Source passage:
★ ★ ★ ★ ★

Of course, what's obvious to a human might not be so at all to a computer. And this is the interesting point that I hope the DeepMind researchers would shed some light on for all of us after they dig out what was going on inside AlphaGo at the time. And we'd also love to learn why did AlphaGo seem to go off the rails after this initial stumble and made a string of indecipherable moves thereafter.

Congrats to Lee and the DeepMind team! It was an exciting and I hope informative match to both sides.

As a final note: I started following the match thinking I am watching a competition of intelligence (loosely defined) between man and machine. What I ended up witnessing was incredible human drama, of Lee bearing incredible pressure, being hit hard repeatedly while the world is watching, sinking to the lowest of the lows, and soaring back up winning one game for the human race.. Just incredible up and down in a course of a week. Many of my friends were crying as the computer resigned.

Given the 78 was a "divine inspired" move, and Demis tweeted that AlphaGo's mistake was move 79, my guess is that Black 78 was not in AlphaGo's search tree at all. It had pruned that move as being too "unlike what a human pro would do", and had not considered play beyond that point. Then it had to suddenly backtrack, drop its entire search tree, and start rebuilding from scratch. It took only a couple minutes to do so, but that's still not enough time to build up the depth and breadth of a tree that it had been constructing up to that point in the game. So it ended up playing a suboptimal move simply because Lee Sedol played a move that was simultaneously brilliant/strong and novel/unexpected, and it had to respond somehow.

The problem may well have occurred before then, too. If move 78 was incorrectly pruned from the tree for being unlikely, then AlphaGo had many turns in which it should have been considering counter-moves to move 78 (and thus prevent the situation that allowed move 78 to even happen in the first place), but it didn't.

>"divine-inspired" move

Just letting others know, this expression is a rather common way of saying a single move that changed the course of the game. There were "divine-inspired moves" that AlphaGo made in the first three games too.

★ ★ ★ ★ ★

Data segment:

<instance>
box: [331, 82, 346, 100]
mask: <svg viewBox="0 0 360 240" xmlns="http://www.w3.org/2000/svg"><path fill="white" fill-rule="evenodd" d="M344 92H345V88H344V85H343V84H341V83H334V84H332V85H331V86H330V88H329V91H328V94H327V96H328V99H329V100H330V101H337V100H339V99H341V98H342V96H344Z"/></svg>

★ ★ ★ ★ ★

Goal of the exercise:
Extend the forum discussion of Lee Sedol's match against AlphaGo by writing what comes after its last comment.

Written answer:
Well it's not exactly common. It's used to describe the very best moves at the highest level of play.

I mean yeah, the decisive move _I_ make when I play my noob games is hardly divine, but in top level play, it happens every game.

AlphaGo's mid game today was really strange. Many experts have praised Lee's move 78 as a "divine-inspired" move.

Add to that the moves where AlphaGo basically threw away stones by adding to formations that would be removed from the table. Even I, a complete, lousy, amateur, could see that they were a mistake.

To be fair, those moves were made when AlphaGo was already behind. It's just not any good at dealing with being that far back. The AI just has no concept of what to do while behind: What a human would do is to go for positions that are very complicated, making the chances of sloppy play much higher. Instead, it makes moves that have to be answered in only one or two ways, but that are very easy to read by even an amateur human.

Training an ai to make good play in a bad situation would require it to train in ways that are very different than the AlphaGo vs AlphaGo training that it spent a lot of time doing. And why do that, instead of trying to make itself good while the game is even, or when it's winning?

It's a bit like how it's different to train in chess to play in pro games, vs training to hustle amateurs in the park: You are not making the best move, but a good move that will confuse the opponent the most. You are trying to exploit a bad opponent: Very different play.

Crying tears of joy I hope... or are your friends computers?

So AlphaGo is just a bot after all...

Toward the end AlphaGo was making moves that even I (as a double-digit kyu player) could recognize as really bad. However, one of the commentators made the observation that each time it did, the moves forced a highly-predictable move by Lee Sedol in response. From the point of view of a Go player, they were non-sensical because they only removed points from the board and didn't advance AlphaGo's position at all. From the point of view of a programmer, on the other hand, considering that predicting how your opponent will move has got to be one of the most challenging aspects of a Go algorithm, making a move that easily narrows and deepens the search tree makes complete sense.

Or maybe it was just the computer version of grasping at straws. None of the future gamestates looked good, so it ended up picking whatever could at least theoretically lead to a comeback, even if that would require Lee Sedol to miss a completely obvious move.

This looks like a possibility to me. I'm not sure that Alphago has any idea how strong an opponent it is facing at any given moment. It's played games against venues and it's played games against professionals. But if a set of complex advanced moves are still likely to lead to a narrow defeat, it might well pick some stupid moves that in theory could allow it to win back a dominant position if the opponent plays badly.Since it doesn't have a model of the competence of its opponent, that might appear to be a viable strategy because against some opponents and in some past games it's played, that could work.

This is really interesting, because forming a model of our opponent and tailoring our strategies appropriately is fundamental to how humans approach competitions.

> Toward the end AlphaGo was making moves that even I (as a double-digit kyu player) could recognize as really bad.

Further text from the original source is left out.